Tarefas>
(a) Responda às perguntas abaixo com base no texto sobre o Goldman Sachs e os criptoativos.
(i) Em que mês e ano o departamento de Gestão de Riquezas do Goldman Sachs realizou a conferência?
(ii) Por qual veículo o artigo foi publicado?
(iii) Quais assuntos o GSWM citou ao tratar dos criptoativos?
(b) Traduza para o inglês a seguinte frase do texto sobre o Goldman Sachs e os criptoativos: "GSWM possui uma visão bem negativa sobre criptoativos."
(c) Reproduza fielmente o trecho do texto sobre o Goldman Sachs e os criptoativos que vai de "Em maio de 2020, o" até "vez de fatos.".

Texto fornecido>
◇ ◇ ◇ ◇

06 jul 2020, 13:31 - atualizado em 06 jul 2020, 13:31
Em artigo à BNC, João Marco explica, em detalhes, por que o maior banco de investimentos está equivocado ao afirmar que cripto não são uma classe de investimento (Imagem: Freepik/drobotdean)

Artigo publicado pela Brave New Coin

Em maio de 2020, o departamento de Gestão de Riquezas do Goldman Sachs (GSWM) realizou uma conferência de consultoria de investimentos chamada “Análise Econômica dos EUA e Implicações das Políticas Atuais para Inflação, Ouro e Bitcoin”.

GSWM possui uma visão bem negativa sobre criptoativos. Citaram assuntos como bolhas, lavagem de dinheiro e suscetibilidade a hacks. Grande parte de suas hipóteses ou eram imprecisas ou ultrapassadas e algumas expressam pontos de vista em vez de fatos.

◇ ◇ ◇ ◇

Dados fornecidos>

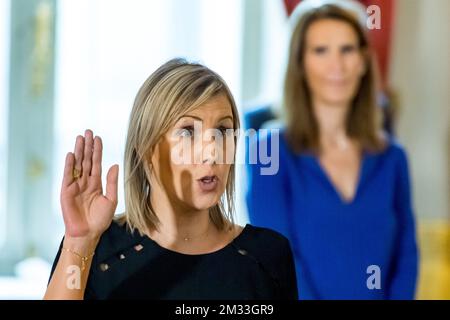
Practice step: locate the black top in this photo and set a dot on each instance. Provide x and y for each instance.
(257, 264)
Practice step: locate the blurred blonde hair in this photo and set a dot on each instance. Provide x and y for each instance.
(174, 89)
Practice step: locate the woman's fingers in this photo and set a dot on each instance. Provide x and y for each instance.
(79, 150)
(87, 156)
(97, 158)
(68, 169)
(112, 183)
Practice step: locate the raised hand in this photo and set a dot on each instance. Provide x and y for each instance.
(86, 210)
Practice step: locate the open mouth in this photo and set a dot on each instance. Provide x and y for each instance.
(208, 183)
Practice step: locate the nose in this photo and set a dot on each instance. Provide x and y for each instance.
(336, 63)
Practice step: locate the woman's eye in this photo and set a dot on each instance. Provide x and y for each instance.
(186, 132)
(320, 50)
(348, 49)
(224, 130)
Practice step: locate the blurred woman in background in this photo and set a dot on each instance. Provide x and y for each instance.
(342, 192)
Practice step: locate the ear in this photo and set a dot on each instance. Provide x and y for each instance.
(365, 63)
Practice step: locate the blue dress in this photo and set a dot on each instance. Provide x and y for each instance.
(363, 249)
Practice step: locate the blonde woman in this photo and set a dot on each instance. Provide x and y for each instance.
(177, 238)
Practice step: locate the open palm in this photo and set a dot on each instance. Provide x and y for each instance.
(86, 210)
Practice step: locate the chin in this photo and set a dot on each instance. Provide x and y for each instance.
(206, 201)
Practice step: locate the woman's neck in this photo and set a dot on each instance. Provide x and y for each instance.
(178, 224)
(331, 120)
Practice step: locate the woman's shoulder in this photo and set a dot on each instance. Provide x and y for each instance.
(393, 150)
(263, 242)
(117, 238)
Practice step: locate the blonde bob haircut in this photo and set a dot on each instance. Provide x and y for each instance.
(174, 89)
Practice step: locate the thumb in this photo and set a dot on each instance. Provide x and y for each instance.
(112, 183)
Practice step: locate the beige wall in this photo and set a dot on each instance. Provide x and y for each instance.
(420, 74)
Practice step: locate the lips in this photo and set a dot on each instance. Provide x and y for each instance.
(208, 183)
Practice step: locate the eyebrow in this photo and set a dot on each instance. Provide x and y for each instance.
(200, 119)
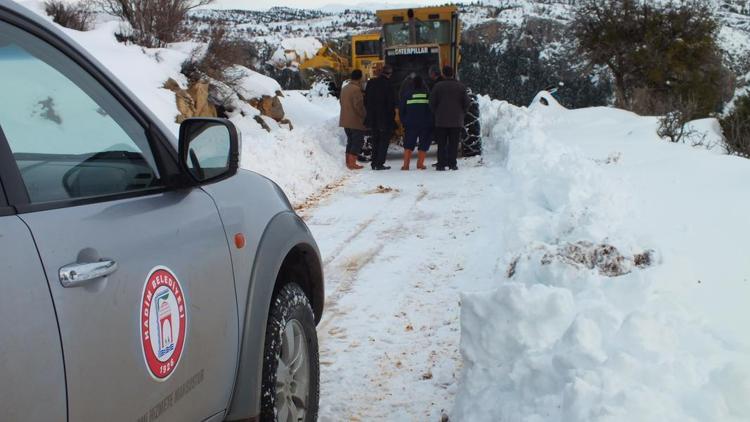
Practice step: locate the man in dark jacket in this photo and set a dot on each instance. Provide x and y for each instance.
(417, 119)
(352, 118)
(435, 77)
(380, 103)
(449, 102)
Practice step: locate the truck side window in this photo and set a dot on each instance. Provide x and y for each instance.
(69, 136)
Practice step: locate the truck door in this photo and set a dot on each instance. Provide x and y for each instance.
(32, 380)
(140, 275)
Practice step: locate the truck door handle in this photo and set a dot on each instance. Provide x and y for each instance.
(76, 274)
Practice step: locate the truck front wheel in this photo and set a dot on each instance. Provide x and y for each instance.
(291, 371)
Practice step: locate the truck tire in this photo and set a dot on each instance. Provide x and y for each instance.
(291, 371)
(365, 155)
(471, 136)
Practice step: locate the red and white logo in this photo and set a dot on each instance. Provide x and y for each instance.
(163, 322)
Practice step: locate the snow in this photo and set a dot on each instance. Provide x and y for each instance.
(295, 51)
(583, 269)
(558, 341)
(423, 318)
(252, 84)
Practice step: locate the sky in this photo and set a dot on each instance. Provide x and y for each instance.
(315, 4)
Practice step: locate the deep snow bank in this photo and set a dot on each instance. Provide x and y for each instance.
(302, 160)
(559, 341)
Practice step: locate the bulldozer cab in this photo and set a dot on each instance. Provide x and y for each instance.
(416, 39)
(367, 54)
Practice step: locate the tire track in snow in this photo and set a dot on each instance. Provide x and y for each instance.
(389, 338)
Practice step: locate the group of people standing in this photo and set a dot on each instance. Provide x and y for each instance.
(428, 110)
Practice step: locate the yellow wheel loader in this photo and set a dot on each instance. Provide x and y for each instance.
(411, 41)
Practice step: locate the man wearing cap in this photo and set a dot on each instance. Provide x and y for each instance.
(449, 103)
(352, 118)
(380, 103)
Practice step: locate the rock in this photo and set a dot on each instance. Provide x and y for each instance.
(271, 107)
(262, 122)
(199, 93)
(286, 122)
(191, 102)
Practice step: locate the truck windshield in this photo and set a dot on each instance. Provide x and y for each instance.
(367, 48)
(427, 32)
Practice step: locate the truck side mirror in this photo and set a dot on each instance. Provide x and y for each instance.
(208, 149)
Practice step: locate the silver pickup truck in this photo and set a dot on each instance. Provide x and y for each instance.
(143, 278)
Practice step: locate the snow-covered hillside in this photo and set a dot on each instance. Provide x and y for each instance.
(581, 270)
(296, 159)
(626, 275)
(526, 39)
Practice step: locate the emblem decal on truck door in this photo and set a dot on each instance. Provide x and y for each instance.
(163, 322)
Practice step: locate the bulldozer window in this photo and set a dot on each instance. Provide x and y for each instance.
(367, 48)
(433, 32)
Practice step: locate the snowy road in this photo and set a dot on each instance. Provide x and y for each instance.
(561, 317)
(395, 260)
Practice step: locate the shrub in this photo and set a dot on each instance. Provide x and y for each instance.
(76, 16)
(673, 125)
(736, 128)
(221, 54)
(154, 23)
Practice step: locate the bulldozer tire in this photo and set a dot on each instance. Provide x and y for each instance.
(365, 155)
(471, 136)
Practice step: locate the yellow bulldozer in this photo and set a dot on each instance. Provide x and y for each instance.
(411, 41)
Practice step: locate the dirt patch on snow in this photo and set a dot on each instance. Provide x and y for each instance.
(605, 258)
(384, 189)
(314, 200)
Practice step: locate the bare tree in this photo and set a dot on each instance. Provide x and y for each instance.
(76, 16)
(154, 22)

◇ ◇ ◇ ◇

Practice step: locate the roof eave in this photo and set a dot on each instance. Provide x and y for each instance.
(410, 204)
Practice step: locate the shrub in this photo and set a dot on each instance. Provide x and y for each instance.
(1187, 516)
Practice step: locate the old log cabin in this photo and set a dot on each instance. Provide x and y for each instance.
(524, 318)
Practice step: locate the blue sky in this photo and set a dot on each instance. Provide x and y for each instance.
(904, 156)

◇ ◇ ◇ ◇

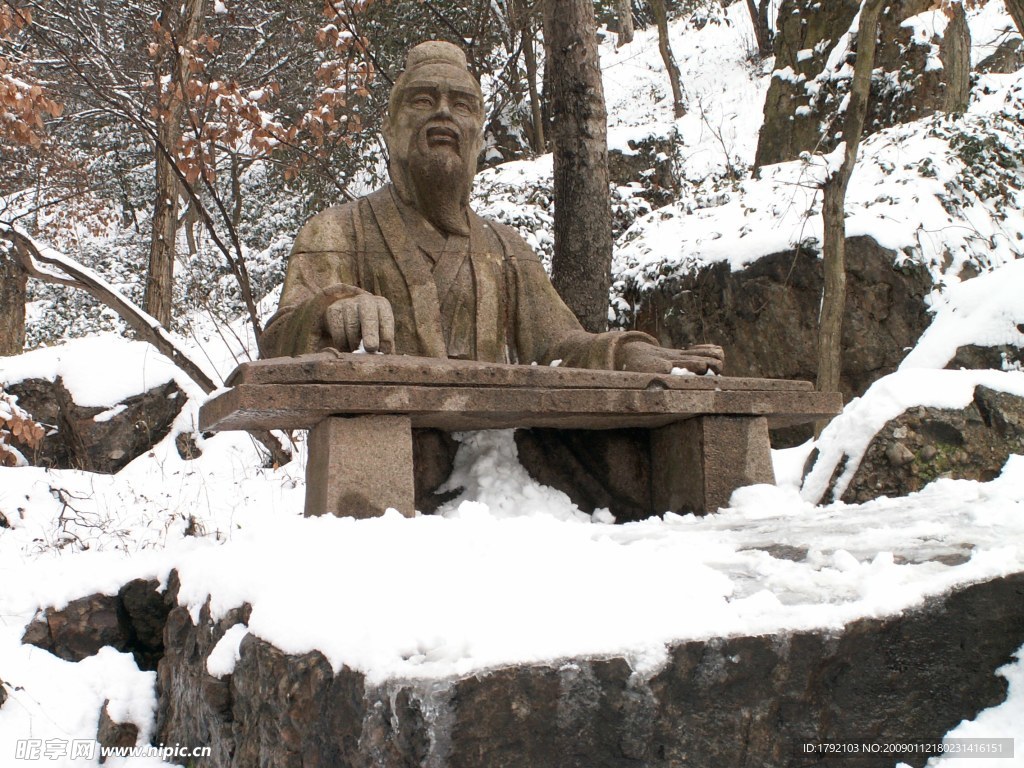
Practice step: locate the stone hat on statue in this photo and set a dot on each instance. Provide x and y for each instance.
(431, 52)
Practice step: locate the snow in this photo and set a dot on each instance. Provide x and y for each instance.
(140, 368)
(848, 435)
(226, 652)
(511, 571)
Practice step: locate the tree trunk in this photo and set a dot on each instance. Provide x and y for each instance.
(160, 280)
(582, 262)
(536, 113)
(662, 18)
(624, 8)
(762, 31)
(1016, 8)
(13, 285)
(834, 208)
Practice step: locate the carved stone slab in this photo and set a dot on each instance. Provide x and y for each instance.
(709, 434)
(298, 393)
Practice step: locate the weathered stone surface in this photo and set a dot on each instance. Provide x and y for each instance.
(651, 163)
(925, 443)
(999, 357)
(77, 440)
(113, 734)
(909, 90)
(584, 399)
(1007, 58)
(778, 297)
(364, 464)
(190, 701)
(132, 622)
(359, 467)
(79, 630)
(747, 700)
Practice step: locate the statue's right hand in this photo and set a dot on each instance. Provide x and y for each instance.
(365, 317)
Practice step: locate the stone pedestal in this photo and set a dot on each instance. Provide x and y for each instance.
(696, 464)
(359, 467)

◇ ◇ ◇ ◇

Soluções>
(a)
(i) Em maio de 2020.
(ii) Pela Brave New Coin.
(iii) Bolhas, lavagem de dinheiro e suscetibilidade a hacks.

(b) GSWM has a very negative view of crypto assets.

(c)
Em maio de 2020, o departamento de Gestão de Riquezas do Goldman Sachs (GSWM) realizou uma conferência de consultoria de investimentos chamada “Análise Econômica dos EUA e Implicações das Políticas Atuais para Inflação, Ouro e Bitcoin”.

GSWM possui uma visão bem negativa sobre criptoativos. Citaram assuntos como bolhas, lavagem de dinheiro e suscetibilidade a hacks. Grande parte de suas hipóteses ou eram imprecisas ou ultrapassadas e algumas expressam pontos de vista em vez de fatos.